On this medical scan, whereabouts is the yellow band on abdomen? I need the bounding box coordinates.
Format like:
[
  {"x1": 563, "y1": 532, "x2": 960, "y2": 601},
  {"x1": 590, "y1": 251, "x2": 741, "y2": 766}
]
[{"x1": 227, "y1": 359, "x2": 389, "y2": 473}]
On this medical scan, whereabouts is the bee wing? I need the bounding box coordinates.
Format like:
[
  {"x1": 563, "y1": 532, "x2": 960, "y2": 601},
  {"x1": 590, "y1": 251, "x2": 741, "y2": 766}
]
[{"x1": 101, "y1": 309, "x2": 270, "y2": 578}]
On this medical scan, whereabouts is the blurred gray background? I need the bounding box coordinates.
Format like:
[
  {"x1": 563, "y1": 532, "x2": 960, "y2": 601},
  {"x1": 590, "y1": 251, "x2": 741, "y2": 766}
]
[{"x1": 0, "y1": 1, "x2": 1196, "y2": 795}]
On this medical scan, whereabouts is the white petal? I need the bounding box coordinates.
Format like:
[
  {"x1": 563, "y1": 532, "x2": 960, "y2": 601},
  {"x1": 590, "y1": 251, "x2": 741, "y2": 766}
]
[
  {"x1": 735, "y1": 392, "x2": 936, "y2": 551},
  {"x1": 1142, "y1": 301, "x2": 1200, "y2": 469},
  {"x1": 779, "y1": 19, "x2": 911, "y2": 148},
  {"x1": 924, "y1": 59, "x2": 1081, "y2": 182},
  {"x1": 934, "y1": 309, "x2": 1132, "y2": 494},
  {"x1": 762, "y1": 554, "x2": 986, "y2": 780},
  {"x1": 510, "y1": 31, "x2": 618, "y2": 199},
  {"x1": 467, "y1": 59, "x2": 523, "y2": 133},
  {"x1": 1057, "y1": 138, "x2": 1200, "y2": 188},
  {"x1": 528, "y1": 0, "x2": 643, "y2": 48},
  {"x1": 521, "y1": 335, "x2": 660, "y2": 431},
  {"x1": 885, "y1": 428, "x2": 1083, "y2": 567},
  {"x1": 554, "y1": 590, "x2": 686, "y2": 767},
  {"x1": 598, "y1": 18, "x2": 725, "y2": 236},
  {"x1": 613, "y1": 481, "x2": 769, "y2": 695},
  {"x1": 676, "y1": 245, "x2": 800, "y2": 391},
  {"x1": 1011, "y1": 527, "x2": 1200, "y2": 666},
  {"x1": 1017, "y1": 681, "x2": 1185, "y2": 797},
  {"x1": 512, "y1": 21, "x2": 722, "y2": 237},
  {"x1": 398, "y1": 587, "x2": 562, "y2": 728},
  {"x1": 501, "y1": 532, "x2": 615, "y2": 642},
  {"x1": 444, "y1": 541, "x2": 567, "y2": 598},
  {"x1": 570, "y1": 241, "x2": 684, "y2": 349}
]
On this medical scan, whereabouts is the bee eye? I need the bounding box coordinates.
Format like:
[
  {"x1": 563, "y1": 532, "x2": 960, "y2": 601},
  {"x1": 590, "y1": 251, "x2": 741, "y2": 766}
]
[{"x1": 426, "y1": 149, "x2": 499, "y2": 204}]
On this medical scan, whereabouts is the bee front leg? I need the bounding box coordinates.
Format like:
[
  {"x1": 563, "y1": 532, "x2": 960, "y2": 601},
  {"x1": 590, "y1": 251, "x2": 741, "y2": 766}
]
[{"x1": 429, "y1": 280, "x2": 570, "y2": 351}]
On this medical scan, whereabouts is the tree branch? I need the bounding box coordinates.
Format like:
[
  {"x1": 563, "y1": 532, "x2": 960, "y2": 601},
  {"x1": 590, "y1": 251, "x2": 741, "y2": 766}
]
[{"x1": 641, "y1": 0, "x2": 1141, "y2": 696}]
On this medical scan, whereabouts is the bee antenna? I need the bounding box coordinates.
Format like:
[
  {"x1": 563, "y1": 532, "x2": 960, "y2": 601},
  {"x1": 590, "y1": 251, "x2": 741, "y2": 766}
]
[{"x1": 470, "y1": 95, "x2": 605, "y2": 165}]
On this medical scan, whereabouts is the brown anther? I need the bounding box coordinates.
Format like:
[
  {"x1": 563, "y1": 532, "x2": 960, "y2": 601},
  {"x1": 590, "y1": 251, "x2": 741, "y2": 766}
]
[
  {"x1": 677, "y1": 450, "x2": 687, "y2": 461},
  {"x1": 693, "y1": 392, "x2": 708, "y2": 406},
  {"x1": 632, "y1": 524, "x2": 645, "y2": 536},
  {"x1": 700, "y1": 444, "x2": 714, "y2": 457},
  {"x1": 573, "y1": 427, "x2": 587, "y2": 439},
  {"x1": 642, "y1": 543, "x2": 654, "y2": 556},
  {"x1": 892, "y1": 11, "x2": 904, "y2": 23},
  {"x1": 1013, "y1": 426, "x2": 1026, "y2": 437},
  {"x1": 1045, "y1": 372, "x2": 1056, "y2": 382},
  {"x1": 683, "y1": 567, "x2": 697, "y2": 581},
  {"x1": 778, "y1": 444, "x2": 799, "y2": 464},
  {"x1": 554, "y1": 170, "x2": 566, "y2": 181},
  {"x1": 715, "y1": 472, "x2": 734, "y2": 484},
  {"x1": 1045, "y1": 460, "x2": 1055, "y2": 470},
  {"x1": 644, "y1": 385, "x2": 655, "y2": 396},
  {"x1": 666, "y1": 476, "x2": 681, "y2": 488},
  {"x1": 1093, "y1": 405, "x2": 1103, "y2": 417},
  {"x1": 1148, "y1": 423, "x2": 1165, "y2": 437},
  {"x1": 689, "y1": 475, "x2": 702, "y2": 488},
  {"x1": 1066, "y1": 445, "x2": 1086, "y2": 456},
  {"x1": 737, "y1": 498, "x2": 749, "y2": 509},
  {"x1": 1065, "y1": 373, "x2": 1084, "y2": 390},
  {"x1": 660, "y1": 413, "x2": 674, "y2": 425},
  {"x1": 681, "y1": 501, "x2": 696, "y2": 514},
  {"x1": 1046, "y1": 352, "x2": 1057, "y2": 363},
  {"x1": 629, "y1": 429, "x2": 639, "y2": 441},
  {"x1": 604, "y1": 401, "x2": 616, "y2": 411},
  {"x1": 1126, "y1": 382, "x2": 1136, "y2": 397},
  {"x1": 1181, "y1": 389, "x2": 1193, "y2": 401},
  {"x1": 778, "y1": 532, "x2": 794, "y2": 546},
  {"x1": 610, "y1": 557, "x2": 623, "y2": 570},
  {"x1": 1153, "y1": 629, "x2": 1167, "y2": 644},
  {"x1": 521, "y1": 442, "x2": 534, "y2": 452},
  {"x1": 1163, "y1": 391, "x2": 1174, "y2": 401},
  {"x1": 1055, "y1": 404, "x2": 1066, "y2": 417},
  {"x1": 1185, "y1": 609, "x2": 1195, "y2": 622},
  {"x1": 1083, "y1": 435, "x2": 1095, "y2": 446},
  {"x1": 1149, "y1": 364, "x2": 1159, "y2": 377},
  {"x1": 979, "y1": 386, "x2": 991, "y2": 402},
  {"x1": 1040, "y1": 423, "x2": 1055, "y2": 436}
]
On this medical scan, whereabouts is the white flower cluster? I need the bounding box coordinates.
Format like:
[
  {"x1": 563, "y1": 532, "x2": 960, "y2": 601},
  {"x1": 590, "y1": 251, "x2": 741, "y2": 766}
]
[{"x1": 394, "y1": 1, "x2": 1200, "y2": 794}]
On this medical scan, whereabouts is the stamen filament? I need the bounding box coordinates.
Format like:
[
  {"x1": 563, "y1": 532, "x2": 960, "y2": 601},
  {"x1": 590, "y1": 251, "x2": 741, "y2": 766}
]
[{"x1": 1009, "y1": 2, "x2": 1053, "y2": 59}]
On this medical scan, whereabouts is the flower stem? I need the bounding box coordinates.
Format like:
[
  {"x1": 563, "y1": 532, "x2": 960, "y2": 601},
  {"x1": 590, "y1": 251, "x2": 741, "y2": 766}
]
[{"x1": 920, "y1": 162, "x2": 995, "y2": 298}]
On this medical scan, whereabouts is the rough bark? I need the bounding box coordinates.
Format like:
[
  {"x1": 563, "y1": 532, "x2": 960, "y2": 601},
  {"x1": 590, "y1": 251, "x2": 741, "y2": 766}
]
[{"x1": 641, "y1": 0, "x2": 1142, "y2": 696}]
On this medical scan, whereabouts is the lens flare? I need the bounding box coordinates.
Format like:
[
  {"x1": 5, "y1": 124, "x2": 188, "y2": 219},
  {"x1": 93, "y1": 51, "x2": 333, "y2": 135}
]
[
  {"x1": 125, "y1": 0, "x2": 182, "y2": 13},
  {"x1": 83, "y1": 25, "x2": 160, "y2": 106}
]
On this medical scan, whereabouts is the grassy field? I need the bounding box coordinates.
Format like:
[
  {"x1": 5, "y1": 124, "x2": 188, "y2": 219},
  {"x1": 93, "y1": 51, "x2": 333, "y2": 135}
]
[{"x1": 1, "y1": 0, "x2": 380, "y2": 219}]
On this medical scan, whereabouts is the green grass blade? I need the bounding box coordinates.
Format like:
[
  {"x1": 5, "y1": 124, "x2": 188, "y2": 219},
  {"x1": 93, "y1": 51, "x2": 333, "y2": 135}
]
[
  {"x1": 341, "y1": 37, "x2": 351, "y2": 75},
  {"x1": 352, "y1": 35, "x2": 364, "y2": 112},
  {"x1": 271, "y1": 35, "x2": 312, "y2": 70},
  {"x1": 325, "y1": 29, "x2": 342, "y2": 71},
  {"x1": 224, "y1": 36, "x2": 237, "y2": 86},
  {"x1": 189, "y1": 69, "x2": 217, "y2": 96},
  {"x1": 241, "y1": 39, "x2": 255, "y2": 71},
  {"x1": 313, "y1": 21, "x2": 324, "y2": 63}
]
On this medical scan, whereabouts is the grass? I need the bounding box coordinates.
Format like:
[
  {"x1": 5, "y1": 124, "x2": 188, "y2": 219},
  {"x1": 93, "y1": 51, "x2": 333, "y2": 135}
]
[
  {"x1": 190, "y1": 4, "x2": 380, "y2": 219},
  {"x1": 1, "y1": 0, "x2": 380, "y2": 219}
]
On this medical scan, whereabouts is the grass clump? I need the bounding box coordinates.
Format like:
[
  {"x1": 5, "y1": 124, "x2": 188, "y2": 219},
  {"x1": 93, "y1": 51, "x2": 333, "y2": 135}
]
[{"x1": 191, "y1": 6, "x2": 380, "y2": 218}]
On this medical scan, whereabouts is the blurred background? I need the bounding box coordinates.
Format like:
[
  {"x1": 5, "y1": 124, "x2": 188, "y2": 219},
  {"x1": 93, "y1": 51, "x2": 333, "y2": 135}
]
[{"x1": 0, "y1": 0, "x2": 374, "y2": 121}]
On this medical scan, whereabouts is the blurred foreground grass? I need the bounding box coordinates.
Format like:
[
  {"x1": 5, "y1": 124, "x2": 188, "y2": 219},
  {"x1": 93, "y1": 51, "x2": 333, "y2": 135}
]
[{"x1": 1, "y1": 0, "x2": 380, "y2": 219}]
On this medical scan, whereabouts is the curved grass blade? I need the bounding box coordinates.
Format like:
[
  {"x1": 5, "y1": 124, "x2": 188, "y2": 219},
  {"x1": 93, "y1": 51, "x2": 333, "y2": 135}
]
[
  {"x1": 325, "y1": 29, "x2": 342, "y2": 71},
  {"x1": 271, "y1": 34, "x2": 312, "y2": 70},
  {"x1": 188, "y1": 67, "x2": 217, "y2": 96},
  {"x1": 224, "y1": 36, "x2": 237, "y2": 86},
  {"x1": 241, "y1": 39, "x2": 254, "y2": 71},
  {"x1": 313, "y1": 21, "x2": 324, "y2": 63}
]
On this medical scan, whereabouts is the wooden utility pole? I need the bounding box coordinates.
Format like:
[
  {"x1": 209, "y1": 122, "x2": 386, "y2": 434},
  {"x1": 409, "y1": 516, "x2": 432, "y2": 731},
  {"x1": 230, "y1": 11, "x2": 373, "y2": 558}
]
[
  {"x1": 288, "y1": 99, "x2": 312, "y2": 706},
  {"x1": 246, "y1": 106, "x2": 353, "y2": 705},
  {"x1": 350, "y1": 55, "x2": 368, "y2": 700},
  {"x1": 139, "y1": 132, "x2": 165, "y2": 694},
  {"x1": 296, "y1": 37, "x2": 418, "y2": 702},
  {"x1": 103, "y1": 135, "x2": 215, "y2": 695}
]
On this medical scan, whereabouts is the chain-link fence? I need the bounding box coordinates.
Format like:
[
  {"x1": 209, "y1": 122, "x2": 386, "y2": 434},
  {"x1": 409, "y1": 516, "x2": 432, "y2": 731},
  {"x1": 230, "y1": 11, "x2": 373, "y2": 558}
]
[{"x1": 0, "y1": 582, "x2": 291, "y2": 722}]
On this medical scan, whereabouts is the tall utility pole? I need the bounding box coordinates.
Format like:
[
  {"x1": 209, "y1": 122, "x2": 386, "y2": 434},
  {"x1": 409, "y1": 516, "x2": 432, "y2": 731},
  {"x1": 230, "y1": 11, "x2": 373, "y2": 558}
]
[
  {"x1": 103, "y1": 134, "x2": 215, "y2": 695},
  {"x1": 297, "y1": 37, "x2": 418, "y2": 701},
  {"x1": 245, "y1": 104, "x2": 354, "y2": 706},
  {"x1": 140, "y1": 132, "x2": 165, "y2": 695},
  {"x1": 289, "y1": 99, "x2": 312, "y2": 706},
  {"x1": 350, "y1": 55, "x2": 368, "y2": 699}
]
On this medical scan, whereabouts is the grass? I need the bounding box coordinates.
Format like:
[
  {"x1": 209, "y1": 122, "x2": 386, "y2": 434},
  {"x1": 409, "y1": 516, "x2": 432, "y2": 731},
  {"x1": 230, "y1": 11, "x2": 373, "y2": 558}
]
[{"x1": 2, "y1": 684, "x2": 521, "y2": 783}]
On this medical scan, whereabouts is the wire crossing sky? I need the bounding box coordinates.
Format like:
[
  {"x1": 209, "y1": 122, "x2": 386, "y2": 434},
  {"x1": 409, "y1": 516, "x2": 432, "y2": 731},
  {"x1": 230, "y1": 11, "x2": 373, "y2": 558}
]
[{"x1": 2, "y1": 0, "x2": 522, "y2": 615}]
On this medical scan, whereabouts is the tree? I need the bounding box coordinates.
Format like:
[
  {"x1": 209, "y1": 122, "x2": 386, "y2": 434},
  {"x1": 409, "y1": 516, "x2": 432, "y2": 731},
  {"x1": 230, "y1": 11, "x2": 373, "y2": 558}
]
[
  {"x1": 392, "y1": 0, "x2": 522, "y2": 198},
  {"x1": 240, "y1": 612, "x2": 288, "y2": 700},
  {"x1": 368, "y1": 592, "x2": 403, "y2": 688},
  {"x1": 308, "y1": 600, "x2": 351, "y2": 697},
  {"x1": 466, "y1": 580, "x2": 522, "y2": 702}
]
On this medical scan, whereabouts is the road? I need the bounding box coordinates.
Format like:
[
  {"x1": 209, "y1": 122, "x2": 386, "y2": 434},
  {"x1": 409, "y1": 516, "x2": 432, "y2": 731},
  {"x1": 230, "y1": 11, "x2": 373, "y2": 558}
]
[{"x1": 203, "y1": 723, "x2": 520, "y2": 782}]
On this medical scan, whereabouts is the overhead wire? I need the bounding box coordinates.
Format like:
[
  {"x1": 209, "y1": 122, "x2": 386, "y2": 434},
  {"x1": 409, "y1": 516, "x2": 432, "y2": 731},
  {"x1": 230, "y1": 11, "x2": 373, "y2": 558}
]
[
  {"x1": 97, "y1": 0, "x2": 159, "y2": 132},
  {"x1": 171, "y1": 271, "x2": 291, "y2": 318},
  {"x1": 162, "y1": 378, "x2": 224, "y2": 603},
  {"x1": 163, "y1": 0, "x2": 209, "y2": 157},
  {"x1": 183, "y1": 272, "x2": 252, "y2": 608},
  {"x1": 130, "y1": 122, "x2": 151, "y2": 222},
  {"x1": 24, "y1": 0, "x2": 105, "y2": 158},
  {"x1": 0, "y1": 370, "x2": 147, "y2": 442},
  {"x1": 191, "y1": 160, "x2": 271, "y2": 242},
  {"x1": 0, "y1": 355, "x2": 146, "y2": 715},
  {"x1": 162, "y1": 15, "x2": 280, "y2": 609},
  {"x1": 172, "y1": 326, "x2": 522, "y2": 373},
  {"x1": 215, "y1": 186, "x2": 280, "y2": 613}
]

(TASK) Every line with the string "blade" in the material should be returned.

(OUTPUT FOR THIS EXERCISE)
On this medical scan, whereabouts is the green grass blade? I need the bounding box coordinates.
On this medical scan, whereabouts is the curved grass blade? I need the bounding box coordinates.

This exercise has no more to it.